What you are asked to do:
Count the lines in the data below that contain the string "stone", with case significant. Reply with the count alone.

Records for this task:
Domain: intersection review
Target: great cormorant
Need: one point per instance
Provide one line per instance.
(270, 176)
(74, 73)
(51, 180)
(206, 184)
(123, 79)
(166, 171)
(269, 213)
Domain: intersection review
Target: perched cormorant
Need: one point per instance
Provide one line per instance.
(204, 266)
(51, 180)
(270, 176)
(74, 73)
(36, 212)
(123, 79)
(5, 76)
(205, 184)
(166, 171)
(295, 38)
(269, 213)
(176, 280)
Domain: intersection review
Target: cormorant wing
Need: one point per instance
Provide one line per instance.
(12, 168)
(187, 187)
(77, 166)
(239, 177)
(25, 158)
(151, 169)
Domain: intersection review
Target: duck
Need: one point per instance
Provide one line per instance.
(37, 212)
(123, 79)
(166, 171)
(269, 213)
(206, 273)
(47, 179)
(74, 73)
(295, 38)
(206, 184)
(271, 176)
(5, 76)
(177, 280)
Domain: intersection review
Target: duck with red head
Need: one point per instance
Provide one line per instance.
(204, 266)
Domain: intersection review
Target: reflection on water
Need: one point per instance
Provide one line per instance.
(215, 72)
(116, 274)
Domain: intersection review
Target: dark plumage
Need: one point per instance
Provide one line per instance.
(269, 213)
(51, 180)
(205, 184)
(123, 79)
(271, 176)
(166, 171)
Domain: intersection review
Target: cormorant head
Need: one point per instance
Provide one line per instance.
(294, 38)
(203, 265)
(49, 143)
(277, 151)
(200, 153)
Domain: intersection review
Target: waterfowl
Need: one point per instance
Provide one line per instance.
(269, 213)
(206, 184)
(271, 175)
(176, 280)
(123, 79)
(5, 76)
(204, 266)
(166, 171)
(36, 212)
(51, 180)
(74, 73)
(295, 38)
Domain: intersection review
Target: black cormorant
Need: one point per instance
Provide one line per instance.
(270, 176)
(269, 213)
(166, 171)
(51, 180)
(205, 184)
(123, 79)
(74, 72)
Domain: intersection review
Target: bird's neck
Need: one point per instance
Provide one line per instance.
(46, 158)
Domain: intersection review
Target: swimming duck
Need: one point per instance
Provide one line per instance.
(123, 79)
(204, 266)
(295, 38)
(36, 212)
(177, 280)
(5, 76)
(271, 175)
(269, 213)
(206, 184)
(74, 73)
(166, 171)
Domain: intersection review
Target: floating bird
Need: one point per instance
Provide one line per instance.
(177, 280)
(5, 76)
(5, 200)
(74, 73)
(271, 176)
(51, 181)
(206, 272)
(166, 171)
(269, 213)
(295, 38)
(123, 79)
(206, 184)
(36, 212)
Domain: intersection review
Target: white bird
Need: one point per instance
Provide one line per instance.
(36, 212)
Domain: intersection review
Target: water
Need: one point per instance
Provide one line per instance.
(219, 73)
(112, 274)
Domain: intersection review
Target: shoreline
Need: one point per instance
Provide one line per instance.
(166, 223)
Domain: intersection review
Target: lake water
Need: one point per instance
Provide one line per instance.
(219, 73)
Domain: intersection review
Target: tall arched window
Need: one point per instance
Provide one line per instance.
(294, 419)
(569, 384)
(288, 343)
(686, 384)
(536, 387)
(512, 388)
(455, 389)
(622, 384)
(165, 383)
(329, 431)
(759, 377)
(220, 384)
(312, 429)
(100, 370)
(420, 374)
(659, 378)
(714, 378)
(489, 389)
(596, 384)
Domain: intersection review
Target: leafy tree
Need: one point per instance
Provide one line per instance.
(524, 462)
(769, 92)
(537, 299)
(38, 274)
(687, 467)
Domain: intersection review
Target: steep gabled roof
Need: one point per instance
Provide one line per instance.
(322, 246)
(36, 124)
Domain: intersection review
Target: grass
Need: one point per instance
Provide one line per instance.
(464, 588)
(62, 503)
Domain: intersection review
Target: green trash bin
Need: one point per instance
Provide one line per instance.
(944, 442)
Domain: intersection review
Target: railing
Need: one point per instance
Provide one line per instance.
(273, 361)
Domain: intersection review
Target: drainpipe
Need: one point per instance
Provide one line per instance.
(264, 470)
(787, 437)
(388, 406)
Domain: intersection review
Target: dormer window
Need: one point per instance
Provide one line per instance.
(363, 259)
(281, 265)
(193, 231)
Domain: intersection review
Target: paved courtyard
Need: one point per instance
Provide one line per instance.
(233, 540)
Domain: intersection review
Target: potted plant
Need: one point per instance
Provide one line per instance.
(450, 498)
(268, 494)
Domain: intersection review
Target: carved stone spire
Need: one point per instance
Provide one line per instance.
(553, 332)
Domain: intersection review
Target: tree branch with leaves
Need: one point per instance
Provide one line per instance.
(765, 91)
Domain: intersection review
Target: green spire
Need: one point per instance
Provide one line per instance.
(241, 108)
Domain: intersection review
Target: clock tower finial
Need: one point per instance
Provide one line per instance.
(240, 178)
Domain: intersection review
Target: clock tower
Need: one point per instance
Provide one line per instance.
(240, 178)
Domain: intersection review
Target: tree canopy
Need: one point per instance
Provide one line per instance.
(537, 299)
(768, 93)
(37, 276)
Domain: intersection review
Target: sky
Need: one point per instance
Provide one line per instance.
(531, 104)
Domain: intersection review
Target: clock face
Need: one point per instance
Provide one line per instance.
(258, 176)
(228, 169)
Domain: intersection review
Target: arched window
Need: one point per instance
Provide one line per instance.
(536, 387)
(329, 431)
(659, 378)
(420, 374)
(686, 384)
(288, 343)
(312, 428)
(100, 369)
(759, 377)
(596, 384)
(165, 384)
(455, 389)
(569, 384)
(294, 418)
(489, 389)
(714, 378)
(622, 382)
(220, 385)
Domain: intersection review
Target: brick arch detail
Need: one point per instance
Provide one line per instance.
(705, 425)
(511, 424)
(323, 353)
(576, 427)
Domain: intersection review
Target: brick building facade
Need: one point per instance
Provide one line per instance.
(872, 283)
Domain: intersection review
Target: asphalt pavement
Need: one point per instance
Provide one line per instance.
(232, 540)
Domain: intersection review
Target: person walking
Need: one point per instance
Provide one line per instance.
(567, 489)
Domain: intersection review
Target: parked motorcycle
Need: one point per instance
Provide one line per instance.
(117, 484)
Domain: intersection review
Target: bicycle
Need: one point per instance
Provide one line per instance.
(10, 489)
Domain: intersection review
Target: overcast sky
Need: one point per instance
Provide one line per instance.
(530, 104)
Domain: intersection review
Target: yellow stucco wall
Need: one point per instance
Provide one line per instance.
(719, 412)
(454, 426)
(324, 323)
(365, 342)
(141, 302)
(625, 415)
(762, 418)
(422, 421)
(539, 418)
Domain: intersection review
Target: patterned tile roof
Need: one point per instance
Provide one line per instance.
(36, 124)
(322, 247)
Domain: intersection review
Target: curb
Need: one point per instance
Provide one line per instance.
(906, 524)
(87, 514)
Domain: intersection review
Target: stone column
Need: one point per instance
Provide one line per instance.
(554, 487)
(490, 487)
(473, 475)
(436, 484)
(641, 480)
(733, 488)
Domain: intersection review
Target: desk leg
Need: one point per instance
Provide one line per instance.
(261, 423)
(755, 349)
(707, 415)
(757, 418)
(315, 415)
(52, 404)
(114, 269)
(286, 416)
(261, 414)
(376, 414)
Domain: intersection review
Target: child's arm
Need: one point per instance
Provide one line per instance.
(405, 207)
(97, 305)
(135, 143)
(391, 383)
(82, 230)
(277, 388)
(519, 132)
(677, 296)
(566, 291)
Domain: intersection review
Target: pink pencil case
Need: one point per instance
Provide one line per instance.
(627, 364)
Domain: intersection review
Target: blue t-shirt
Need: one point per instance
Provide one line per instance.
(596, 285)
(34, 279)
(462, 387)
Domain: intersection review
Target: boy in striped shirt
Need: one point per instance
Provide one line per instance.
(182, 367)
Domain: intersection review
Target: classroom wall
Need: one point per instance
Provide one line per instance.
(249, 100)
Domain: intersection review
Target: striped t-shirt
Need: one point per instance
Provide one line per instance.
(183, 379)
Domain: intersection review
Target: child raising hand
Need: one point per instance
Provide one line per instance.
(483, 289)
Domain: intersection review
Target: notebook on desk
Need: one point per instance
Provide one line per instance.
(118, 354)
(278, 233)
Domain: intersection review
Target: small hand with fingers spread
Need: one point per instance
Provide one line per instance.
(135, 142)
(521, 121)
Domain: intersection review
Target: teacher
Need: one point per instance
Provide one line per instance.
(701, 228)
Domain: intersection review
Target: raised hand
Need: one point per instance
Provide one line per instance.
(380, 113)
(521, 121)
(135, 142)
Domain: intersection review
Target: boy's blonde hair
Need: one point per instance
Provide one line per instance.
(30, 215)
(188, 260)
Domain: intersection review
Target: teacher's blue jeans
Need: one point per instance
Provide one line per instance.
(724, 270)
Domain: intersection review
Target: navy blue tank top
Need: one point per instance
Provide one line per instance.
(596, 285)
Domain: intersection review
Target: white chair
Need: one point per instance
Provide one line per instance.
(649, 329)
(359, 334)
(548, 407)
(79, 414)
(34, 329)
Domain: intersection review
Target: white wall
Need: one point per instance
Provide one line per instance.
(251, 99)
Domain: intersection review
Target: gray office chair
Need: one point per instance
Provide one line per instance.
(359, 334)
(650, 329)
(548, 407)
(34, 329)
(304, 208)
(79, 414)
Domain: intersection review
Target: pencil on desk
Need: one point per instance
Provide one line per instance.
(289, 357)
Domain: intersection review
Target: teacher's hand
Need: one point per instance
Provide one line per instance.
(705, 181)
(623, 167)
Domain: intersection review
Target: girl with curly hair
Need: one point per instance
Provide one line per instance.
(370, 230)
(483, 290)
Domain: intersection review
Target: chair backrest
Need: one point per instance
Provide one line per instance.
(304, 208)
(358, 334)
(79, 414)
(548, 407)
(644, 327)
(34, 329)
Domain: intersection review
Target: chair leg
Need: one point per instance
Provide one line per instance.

Answer to this problem:
2